--- BEGIN Dataset entries ---

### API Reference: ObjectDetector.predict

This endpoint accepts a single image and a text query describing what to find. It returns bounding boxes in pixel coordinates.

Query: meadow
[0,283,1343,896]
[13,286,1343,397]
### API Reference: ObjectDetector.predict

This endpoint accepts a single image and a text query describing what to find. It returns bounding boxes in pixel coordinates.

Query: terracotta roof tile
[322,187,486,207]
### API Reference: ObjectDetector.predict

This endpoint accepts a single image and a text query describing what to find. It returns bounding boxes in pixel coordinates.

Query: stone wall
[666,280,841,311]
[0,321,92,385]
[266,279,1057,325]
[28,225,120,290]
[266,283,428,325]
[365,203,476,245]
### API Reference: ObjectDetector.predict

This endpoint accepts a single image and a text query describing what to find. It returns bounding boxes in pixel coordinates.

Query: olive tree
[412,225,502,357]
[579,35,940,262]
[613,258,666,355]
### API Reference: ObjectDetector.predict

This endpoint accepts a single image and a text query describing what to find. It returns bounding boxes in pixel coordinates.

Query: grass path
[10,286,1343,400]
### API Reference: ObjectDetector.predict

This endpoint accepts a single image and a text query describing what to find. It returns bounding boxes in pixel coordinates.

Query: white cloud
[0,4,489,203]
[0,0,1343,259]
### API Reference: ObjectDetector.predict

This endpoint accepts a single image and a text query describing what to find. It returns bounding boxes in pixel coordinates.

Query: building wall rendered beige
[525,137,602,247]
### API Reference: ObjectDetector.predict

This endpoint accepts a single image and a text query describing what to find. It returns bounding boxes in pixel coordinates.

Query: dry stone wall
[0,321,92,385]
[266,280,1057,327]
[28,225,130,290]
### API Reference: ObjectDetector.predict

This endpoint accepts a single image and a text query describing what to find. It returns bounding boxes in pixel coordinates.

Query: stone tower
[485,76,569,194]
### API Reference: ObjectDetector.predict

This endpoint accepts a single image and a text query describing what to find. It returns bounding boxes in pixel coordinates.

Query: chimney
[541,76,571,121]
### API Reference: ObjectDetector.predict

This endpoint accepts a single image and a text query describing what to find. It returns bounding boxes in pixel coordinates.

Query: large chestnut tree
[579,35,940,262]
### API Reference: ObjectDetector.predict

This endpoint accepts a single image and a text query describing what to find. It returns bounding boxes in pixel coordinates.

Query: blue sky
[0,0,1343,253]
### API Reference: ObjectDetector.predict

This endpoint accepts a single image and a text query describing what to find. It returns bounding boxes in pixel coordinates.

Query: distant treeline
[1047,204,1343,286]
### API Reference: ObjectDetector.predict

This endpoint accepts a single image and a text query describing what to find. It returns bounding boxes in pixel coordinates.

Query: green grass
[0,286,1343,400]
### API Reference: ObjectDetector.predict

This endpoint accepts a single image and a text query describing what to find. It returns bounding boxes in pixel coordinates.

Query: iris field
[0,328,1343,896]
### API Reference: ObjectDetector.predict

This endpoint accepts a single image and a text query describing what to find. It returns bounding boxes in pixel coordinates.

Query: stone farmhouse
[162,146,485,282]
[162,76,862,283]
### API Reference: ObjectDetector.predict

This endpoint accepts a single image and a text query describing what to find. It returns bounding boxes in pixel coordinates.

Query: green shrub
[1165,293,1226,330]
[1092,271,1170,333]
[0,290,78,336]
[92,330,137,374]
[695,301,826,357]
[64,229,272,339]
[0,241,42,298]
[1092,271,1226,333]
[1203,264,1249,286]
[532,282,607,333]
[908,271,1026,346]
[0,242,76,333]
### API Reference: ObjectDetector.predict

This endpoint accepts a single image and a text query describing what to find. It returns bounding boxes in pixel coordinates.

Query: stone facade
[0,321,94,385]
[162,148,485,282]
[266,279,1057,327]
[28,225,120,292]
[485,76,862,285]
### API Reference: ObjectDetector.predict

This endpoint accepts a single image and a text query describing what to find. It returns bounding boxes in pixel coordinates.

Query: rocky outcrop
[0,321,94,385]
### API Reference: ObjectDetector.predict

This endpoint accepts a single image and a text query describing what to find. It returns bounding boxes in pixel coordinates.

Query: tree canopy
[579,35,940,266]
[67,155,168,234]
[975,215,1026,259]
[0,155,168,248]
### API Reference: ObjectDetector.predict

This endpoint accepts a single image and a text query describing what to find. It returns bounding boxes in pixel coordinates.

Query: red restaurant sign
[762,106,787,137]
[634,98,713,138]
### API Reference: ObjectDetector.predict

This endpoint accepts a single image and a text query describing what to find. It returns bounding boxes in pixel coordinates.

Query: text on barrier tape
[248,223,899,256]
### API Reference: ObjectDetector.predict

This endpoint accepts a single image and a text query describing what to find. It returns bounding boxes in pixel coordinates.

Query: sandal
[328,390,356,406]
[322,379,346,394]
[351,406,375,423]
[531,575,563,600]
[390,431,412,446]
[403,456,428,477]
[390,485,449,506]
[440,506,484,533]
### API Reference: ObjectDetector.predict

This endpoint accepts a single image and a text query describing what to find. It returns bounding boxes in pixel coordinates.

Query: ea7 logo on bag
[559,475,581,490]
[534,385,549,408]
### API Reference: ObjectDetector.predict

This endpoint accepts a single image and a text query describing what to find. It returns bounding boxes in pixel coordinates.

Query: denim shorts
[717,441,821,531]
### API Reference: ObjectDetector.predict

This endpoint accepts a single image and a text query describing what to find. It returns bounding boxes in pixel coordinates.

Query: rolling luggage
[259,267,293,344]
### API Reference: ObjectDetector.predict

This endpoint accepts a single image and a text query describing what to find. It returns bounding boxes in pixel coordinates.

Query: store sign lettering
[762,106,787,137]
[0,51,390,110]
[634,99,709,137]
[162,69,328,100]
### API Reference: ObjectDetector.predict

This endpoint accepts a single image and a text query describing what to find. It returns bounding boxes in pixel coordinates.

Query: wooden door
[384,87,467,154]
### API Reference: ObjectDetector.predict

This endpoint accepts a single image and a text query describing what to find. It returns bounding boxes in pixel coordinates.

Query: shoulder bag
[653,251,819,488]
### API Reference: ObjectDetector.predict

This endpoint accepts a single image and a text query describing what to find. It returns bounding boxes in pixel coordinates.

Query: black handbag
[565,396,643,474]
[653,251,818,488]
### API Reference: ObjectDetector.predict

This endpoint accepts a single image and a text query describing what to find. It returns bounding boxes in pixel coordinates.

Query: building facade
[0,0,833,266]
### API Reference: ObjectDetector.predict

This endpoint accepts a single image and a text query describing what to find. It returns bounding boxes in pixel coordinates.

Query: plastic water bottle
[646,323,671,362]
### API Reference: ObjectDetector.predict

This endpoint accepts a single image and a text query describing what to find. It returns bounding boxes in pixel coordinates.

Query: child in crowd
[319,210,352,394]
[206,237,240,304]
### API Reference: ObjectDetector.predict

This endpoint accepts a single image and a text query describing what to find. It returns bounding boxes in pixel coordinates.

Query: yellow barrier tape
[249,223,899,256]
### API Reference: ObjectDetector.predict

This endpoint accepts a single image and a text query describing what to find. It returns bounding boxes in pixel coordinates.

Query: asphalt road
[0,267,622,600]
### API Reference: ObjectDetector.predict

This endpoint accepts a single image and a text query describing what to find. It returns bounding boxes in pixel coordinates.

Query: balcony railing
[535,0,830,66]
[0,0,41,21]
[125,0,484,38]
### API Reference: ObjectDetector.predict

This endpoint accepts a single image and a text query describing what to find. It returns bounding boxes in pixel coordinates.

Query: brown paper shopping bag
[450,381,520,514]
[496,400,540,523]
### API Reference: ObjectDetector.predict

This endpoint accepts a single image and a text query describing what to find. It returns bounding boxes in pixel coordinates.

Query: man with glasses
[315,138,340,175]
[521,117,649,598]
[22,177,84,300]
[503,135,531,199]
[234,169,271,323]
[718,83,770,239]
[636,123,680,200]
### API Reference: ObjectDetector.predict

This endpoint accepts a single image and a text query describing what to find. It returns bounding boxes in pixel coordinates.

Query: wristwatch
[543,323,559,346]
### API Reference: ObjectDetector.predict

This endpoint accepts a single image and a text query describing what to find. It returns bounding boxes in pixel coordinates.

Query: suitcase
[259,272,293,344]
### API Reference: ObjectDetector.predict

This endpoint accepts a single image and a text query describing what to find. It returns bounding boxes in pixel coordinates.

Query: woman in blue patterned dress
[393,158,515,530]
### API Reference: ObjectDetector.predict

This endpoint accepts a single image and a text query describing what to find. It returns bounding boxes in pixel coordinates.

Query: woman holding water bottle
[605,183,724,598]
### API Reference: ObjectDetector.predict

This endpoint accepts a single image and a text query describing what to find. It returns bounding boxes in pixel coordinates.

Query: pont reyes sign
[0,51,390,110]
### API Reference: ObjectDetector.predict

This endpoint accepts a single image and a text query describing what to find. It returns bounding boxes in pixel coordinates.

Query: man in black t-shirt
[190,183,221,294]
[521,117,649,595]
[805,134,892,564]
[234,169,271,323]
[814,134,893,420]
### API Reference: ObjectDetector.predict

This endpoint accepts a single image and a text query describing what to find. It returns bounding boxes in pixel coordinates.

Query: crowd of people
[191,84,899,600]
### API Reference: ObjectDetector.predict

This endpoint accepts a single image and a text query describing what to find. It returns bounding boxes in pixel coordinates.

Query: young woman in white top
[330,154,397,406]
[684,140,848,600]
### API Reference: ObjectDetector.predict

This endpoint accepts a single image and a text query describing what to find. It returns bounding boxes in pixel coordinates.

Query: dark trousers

--- END Dataset entries ---

What to do :: Copy the data word for word, starting at its first line and stopping after the line that contains "[13,286,1343,397]". Include both of those lines.

Exercise answer ::
### API Reference: ObjectDetector.predict

This endpoint accepts a single image and a text query describing what to find. It returns bounding boxes in pixel coordinates.

Query: meadow
[0,283,1343,896]
[13,286,1343,397]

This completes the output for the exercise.